**Text**
....

Forderungen nach Begrenzung des Eigenanteils in der Pflege

Wenn Menschen pflegebedürftig sind, kommt die Pflegeversicherung
dafür auf - allerdings nicht komplett. Rufe nach einem besseren
Schutz vor steigenden finanziellen Lasten werden lauter.

Berlin (dpa) - Angesichts hoher Kosten für viele Betroffene flammt
die Debatte über eine grundlegende Reform der Pflege-Finanzierung neu
auf. Die Krankenkasse DAK-Gesundheit fordert eine Begrenzung des
selbst zu tragenden Eigenanteils für die eigentliche Pflege. «Es gäbe

dann einen einheitlichen Betrag, den die Pflegebedürftigen oder die
Angehörigen zahlen - gestaffelt nach Pflegegraden», sagte
Vorstandschef Andreas Storm der Deutschen Presse-Agentur. Was darüber
hinausgehe, trage die Pflegeversicherung. Auch der Paritätische
Gesamtverband forderte «eine Komplettreform der Pflege-Finanzierung».

Storm kritisierte: «Pflegebedürftige zahlen in manchen Bundesländern

doppelt so viel dazu wie in anderen Regionen.» Insgesamt seien immer
mehr Pflegebedürftige mittlerweile auf ergänzende Fürsorgeleistungen

angewiesen. Dies widerspreche dem Anspruch der Pflegeversicherung.
Bislang sei es so, dass die Pflegeversicherung einen festen Betrag
übernimmt, alle weiteren Kosten trügen Betroffene und ihre Familien.
Zur Finanzierung eines gedeckelten Eigenanteils wirbt der DAK-Chef
für einen Bundeszuschuss. «Pflege ist eine gesamtgesellschaftliche
Aufgabe. Eine Mitfinanzierung aus Steuermitteln ist daher sinnvoll.»

Der Vorsitzende des Paritätischen Gesamtverbands, Rolf
Rosenbrock-Freese, sagte: «Die Finanzierung der Pflege steht auf
tönernen Füßen.» Die geplante Beitragsanhebung stopfe allenfalls di
e
Löcher, die die demografische Entwicklung entstehen lasse. Nötig
seien eine Begrenzung des Eigenanteils und eine deutlich stärkere
Entlastung und bessere Absicherung pflegender Angehöriger.

....

**Bereitgestellte Datensätze**
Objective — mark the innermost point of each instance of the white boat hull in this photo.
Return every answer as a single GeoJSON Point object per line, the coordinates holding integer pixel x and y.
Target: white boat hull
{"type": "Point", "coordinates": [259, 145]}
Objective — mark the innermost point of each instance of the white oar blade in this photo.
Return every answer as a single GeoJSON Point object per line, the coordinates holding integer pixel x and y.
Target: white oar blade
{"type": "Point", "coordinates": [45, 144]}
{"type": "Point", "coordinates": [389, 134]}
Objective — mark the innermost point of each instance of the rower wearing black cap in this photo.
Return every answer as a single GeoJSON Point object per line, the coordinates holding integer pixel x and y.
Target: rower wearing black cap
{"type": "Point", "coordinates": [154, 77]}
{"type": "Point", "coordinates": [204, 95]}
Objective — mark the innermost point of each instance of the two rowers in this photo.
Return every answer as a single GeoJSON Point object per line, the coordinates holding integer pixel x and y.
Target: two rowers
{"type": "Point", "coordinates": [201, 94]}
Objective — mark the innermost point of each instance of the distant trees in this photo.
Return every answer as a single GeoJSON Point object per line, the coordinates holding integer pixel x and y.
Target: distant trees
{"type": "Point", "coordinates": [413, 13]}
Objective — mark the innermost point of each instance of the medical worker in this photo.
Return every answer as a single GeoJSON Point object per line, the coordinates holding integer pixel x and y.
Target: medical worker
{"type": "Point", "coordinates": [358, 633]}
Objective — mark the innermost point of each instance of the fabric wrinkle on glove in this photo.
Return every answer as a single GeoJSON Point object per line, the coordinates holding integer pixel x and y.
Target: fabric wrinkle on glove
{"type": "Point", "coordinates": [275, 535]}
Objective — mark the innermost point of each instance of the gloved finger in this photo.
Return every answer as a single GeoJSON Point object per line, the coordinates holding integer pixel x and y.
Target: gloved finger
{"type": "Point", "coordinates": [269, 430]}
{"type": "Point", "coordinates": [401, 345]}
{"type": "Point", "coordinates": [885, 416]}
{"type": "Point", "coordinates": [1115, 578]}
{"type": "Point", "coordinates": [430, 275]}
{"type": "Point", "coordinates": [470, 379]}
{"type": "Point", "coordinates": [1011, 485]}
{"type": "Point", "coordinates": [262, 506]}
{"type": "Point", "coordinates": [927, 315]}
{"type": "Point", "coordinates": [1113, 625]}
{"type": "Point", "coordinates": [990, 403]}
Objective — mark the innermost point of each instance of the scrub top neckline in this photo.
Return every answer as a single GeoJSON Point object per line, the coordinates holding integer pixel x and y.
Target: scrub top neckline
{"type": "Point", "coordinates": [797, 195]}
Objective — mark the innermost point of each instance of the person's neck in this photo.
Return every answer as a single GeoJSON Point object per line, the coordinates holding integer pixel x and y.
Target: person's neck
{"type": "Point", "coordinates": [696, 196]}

....

**Aufgabenstellung**
Wofür wirbt der DAK-Chef laut dem Text über die Pflege-Finanzierung, um einen gedeckelten Eigenanteil zu finanzieren? Die Datensätze haben mit dem Text nichts zu tun.

**Antwort**
Für einen Bundeszuschuss.